Les classes coopératives s'appuient sur un certain nombre de principes ancrés à des valeurs telles que le débat démocratique, la participation solidaire à une œuvre collective, la coopération préférée à la compétition, le partage des bénéfices ou des déficits, c'est-à-dire l'interdépendance solidaire qui conduit à se sentir responsable de soi et des autres, redevable, devant les autres, de ses actes.

A ces principes correspondent des postures et des pratiques pédagogiques :

- des dispositifs interactifs : l'aide, l'entraide, le travail d'équipe, le tutorat qui nécessitent l'identification des compétences des uns et des autres ; une réflexion méthodologique pour développer les compétences relationnelles et sociales (nécessaires pour travailler ensemble, pour aider un pair) ; une évaluation et une régulation régulières ;

- des temps et des lieux réservés à l'expression et à la régulation de la vie de la classe, de la vie de l'établissement et de l'école, tels que le conseil de coopérative de classe, le conseil de délégués, etc.

- l'attribution de rôles sociaux nécessaires au meilleur fonctionnement démocratique du groupe social.

L'éducation par la coopération implique donc des modalités spécifiques d'organisation des classes et des groupes, des méthodes et des outils qui installent des conditions favorables à une école des intelligences plurielles ou encore l'école des quatre langages.

De telles pratiques produisent des effets sur le comportement global des enfants et des adolescents, chacun des enseignants coopérateurs le constate au quotidien. Ce qui est plus implicite, c'est la reconnaissance, par une partie de la communauté éducative, des effets produits par la pédagogie coopérative sur les apprentissages scolaires. Un reproche fait aux enseignants utilisant les outils de la pédagogie moderne ou se revendiquant des principes de la pédagogie coopérative serait qu'ils ne centrent pas suffisamment leur action sur les apprentissages scolaires. C'est, à mon sens, un reproche injuste. Les visites effectuées dans les classes coopératives montrent que les apprentissages n'y sont pas délaissés. Il existe même une manière coopérative d'apprendre et, sans doute, aussi, d'évaluer.
══════════════════════════════
* Tâche demandée 1
D'après le texte sur les classes coopératives, quel reproche est adressé aux enseignants qui se réclament de la pédagogie coopérative ?
══════════════════════════════
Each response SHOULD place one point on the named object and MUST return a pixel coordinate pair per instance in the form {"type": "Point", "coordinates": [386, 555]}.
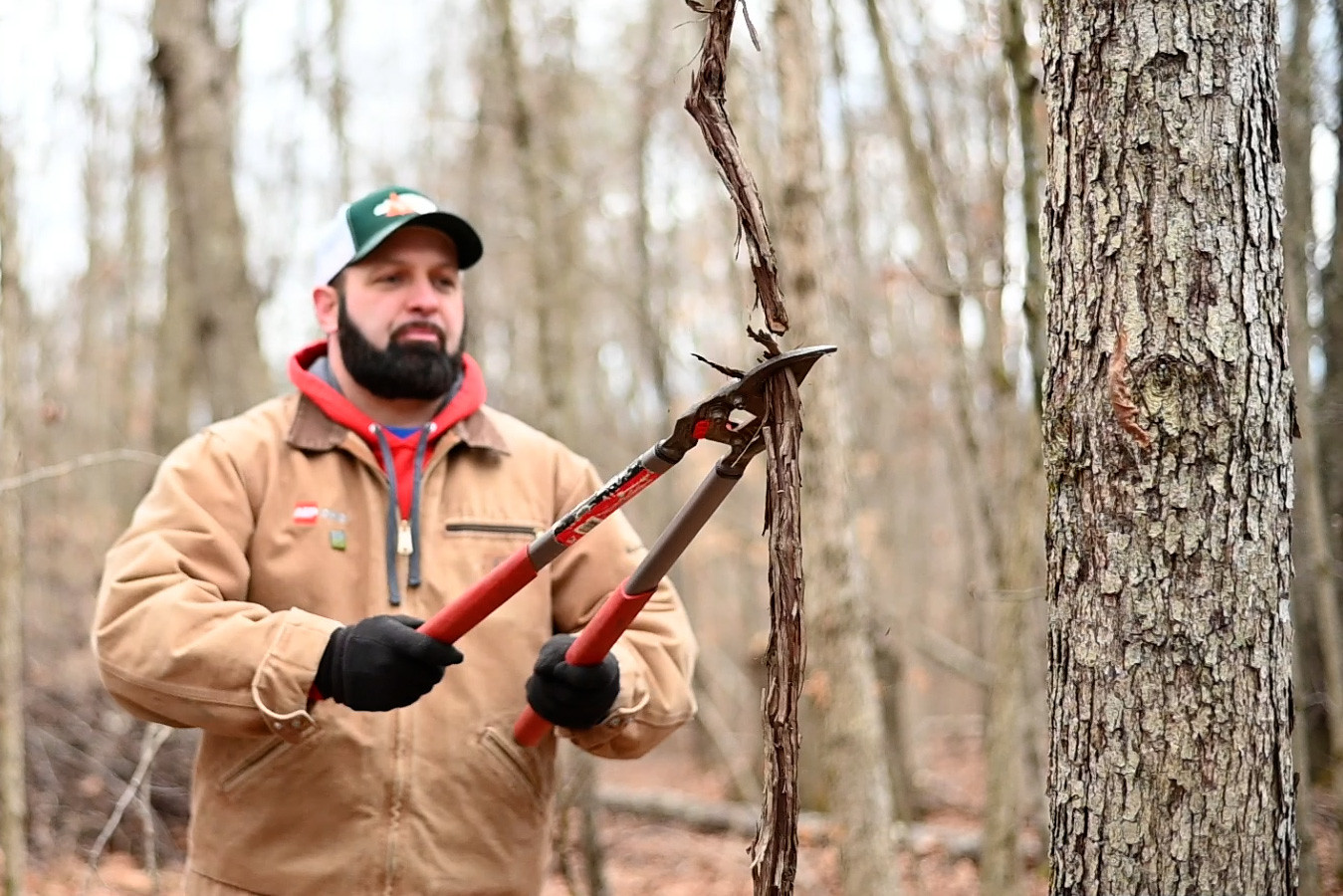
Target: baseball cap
{"type": "Point", "coordinates": [361, 225]}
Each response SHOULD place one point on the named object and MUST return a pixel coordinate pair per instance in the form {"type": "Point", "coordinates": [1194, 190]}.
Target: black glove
{"type": "Point", "coordinates": [381, 662]}
{"type": "Point", "coordinates": [572, 696]}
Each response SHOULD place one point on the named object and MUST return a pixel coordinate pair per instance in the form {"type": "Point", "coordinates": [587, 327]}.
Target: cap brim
{"type": "Point", "coordinates": [464, 237]}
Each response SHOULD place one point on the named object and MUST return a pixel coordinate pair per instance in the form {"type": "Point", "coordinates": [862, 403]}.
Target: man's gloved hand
{"type": "Point", "coordinates": [572, 696]}
{"type": "Point", "coordinates": [381, 662]}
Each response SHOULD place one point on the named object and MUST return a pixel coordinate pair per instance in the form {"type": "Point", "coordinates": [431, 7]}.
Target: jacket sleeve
{"type": "Point", "coordinates": [657, 653]}
{"type": "Point", "coordinates": [173, 633]}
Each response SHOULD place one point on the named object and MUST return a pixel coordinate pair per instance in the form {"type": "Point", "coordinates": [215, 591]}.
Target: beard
{"type": "Point", "coordinates": [400, 371]}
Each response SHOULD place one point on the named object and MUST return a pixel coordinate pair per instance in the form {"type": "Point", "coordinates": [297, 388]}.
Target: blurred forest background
{"type": "Point", "coordinates": [129, 129]}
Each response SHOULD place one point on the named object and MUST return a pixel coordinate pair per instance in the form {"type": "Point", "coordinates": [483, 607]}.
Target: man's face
{"type": "Point", "coordinates": [399, 316]}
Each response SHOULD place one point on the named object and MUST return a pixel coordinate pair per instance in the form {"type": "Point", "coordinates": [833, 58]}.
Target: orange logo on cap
{"type": "Point", "coordinates": [396, 206]}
══════════════════════════════
* Tâche demandée 2
Rassemblez toutes les lignes des enregistrements qui contiennent la chaîne « Target », en les recopiant sans modification.

* Réponse 1
On leur reproche de ne pas centrer suffisamment leur action sur les apprentissages scolaires.

* Réponse 2
Target: baseball cap
Target: black glove
Target: cap brim
Target: man's gloved hand
Target: jacket sleeve
Target: beard
Target: blurred forest background
Target: man's face
Target: orange logo on cap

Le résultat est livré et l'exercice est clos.